All of the lines below should be copied word for word.

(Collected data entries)
-- -- --

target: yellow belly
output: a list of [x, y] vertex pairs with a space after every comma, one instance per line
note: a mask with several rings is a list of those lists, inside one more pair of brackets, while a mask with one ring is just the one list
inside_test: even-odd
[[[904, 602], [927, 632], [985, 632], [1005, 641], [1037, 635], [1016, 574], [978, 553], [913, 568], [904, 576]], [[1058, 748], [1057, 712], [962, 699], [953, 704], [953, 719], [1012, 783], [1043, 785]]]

-- -- --

#### [TASK RESULT]
target: yellow belly
output: a list of [x, y] vertex pairs with a space after every comma, one instance per line
note: a mask with several rings is a list of those lists, inside one more pair of brackets, while a mask with one ring is just the one list
inside_test: even-odd
[[[904, 602], [927, 632], [985, 632], [1005, 641], [1037, 635], [1016, 574], [978, 553], [913, 568], [904, 576]], [[1058, 748], [1057, 712], [962, 699], [953, 704], [953, 719], [1012, 783], [1043, 785]]]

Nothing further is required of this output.